**STATED TASK:**
Lay out the records below as a Markdown table with two columns, Row and Line. Number each row and leave out any blank lines.
─── EXERCISE MATERIALS
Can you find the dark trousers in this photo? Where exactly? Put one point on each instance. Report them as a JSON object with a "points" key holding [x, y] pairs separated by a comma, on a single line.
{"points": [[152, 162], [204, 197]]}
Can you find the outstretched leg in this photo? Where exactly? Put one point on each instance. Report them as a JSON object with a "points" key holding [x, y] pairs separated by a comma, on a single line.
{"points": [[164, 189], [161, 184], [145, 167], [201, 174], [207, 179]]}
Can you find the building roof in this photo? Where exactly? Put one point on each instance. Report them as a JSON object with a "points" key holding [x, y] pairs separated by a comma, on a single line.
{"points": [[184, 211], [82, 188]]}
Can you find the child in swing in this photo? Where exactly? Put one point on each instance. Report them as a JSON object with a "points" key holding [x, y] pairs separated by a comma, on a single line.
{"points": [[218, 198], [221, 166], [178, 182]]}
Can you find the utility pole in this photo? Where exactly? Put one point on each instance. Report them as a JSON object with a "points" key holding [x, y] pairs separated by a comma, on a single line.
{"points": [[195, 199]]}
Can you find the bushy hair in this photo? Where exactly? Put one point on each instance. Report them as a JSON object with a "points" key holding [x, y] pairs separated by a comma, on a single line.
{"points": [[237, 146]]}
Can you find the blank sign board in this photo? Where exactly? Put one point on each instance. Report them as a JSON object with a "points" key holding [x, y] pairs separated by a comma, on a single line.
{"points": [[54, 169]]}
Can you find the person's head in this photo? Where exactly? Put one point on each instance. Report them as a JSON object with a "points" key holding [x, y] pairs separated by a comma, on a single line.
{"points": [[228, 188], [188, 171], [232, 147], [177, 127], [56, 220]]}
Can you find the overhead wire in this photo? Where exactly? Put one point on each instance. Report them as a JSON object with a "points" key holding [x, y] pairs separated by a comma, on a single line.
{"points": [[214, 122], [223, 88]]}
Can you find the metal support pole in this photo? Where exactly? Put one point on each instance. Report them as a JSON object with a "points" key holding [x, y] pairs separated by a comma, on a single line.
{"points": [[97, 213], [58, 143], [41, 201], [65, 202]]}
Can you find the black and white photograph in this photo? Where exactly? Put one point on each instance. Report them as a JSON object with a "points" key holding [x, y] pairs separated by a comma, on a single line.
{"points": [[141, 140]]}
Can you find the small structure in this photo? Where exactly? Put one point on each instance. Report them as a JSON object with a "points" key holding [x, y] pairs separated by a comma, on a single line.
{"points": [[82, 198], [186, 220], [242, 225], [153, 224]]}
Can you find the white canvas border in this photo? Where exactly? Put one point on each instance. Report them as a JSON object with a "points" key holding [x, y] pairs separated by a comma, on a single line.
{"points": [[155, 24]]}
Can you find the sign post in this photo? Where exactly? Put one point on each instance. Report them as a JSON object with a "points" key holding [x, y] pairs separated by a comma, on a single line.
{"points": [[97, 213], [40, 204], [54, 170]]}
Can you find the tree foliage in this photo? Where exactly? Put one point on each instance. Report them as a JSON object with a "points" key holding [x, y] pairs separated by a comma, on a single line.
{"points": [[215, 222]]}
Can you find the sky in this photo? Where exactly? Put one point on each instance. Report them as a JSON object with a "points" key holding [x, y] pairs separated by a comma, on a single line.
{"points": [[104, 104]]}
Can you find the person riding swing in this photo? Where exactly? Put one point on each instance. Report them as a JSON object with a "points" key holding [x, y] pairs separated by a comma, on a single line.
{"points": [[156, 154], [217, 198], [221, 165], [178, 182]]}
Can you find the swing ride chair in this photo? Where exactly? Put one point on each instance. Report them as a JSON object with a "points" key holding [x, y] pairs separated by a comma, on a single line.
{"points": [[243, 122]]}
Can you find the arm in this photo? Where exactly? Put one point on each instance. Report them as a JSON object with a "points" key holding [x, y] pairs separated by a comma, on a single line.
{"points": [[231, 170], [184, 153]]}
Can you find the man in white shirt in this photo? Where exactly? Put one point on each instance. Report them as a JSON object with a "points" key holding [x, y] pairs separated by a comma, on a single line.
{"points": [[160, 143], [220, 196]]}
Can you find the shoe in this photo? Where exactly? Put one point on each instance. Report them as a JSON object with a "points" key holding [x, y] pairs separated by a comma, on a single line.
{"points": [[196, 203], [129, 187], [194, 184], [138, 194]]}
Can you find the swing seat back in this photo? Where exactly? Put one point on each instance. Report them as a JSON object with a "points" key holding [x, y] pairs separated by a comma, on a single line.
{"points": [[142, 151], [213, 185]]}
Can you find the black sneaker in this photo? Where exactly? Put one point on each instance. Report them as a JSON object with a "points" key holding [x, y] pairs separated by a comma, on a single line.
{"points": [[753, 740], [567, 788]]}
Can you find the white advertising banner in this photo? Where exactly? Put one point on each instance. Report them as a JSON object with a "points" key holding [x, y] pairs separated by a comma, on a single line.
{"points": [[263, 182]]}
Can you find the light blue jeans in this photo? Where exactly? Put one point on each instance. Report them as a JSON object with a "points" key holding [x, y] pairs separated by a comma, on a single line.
──────
**SOLUTION:**
| Row | Line |
|---|---|
| 1 | Can you find the dark trousers in this photo? Where exactly? Put one point on each instance. Report them as a JSON object with a "points" key holding [x, y] pairs separated by a comma, on a single line. |
| 2 | {"points": [[152, 162], [204, 197]]} |
| 3 | Can you find the outstretched leg in this photo? Where exactly? Put one point on each instance. Report them as a JSON object with a "points" key holding [x, y] pairs separated by a comma, on a single line. |
| 4 | {"points": [[164, 189], [161, 184], [145, 167], [201, 174], [207, 179]]} |
| 5 | Can you find the building roof in this photo? Where exactly? Put one point on each instance. Report them as a JSON object with a "points" key holding [x, y] pairs separated by a comma, on a single line. |
| 6 | {"points": [[184, 211], [82, 188]]} |
| 7 | Can you find the child in swing in this photo? Where exactly? Put one point on each instance. Report them as a JSON object with a "points" key holding [x, y] pairs separated by a comma, on a single line. |
| 8 | {"points": [[218, 198], [221, 166], [178, 182]]} |
| 9 | Can you find the utility pole in this photo? Where exactly? Put one point on each instance. Report them as a JSON object with a "points" key holding [x, y] pairs separated by a comma, on a single line. |
| 10 | {"points": [[195, 199]]} |
| 11 | Can you find the bushy hair in this photo? Where exactly? Put one point on each instance. Report them as a JSON object with a "points" key holding [x, y] pairs separated by a comma, on a single line. |
| 12 | {"points": [[237, 146]]} |
| 13 | Can you find the blank sign board in this photo? Where exactly? Put one point on each instance. Report them as a JSON object with a "points" key holding [x, y] pairs separated by a comma, on a single line. |
| 14 | {"points": [[54, 169]]} |
| 15 | Can you find the person's head in this photo? Where exactly? Put one point on each instance. Report them as a JSON object with a "points" key holding [x, y] pairs separated by a comma, on a single line. |
| 16 | {"points": [[228, 188], [188, 171], [232, 147], [177, 127], [56, 220]]} |
| 17 | Can you find the overhead wire in this photo? Where exactly? Put one point on each instance. Report them as a JSON object with a "points" key holding [x, y] pairs separated by a comma, on a single line. |
| 18 | {"points": [[214, 122], [223, 88]]} |
| 19 | Can you find the metal support pole in this photo? Where exactly? Put one point on each instance. Report them as a JSON object with a "points" key holding [x, y] pairs separated by a comma, on a single line. |
| 20 | {"points": [[97, 213], [58, 143], [41, 201], [65, 202]]} |
| 21 | Can you find the black and white photograph in this photo? Where exactly? Put one point on each instance. Report them as a JSON object with a "points" key holding [x, y] pairs separated by a comma, on a single line. |
| 22 | {"points": [[141, 140]]} |
| 23 | Can you find the small structure in this photo? Where exactly? Put one point on each instance. Report them as a JSON object with a "points" key holding [x, y] pairs separated by a comma, on a single line. |
| 24 | {"points": [[82, 198], [186, 220], [242, 225], [153, 224]]} |
| 25 | Can you find the white canvas border in this photo? Where exactly? Put one point on each instance. Report them as a JSON object with a "points" key holding [x, y] pairs separated by a comma, on a single line. |
| 26 | {"points": [[155, 24]]} |
| 27 | Can you find the sign post in this photo? Where exactly? Put one point on each instance. Report them as a JSON object with a "points" key holding [x, y] pairs separated by a comma, on a single line. |
| 28 | {"points": [[97, 213], [40, 204], [54, 170]]} |
| 29 | Can you find the tree foliage in this photo? Where exactly? Put one point on each instance. Report them as a JSON object with a "points" key holding [x, y] pairs separated by a comma, on a single line. |
| 30 | {"points": [[215, 222]]} |
| 31 | Can you find the sky in this photo? Where exactly? Put one point on each instance. Report them as a JSON object with a "points" key holding [x, y] pairs separated by a comma, on a single line. |
| 32 | {"points": [[104, 104]]} |
| 33 | Can you find the person riding swing in this photo? Where exactly? Put one point on each instance. Report them as a JSON object with a "points" key holding [x, y] pairs separated by a comma, on a single line. |
| 34 | {"points": [[156, 154], [217, 198], [221, 165], [178, 182]]} |
| 35 | Can you find the swing ride chair in this photo? Where exactly? Put one point on each instance. Report them as a JSON object with a "points" key holding [x, y] pairs separated by a comma, on a single line. |
| 36 | {"points": [[243, 122]]} |
| 37 | Can you find the arm in this photo? Where exactly? Put one point on each instance. Report them as a JSON object with a "points" key holding [x, y] pairs separated by a comma, on a single line. |
| 38 | {"points": [[231, 170], [184, 153]]} |
| 39 | Can you find the man in white shirt in this photo? Where exactly? Put one point on each instance. Report them as a JSON object with a "points" key holding [x, y] pairs separated by a comma, on a single line. |
| 40 | {"points": [[160, 143], [220, 196]]} |
| 41 | Can you find the shoe in this photo? Where exactly? Put one point on each instance. Report them as a JSON object with a "points" key holding [x, y] pairs separated by a comma, on a single line. |
| 42 | {"points": [[196, 203], [129, 187], [194, 184], [138, 194]]} |
| 43 | Can you find the swing seat back in this photo? Where exactly? Put one point on each instance. Report them as a JSON object with a "points" key holding [x, y] pairs separated by a comma, on a single line. |
| 44 | {"points": [[142, 151], [213, 185]]} |
| 45 | Can you find the black sneaker in this photo? Where exactly? Put one point on each instance. Report them as a JSON object with a "points" key holding [x, y] pairs separated by a comma, on a single line. |
| 46 | {"points": [[753, 740], [567, 788]]} |
| 47 | Can you find the white advertising banner in this photo? Where exactly? Put one point on each instance. Report them as a JSON object with a "points" key holding [x, y] pairs separated by a comma, on a single line. |
| 48 | {"points": [[263, 182]]} |
| 49 | Can you find the light blue jeans in this photo? Where exactly? Put one point on each instance. Report them as a JSON object with a "points" key holding [x, y] pairs separated by a comma, on a single line. |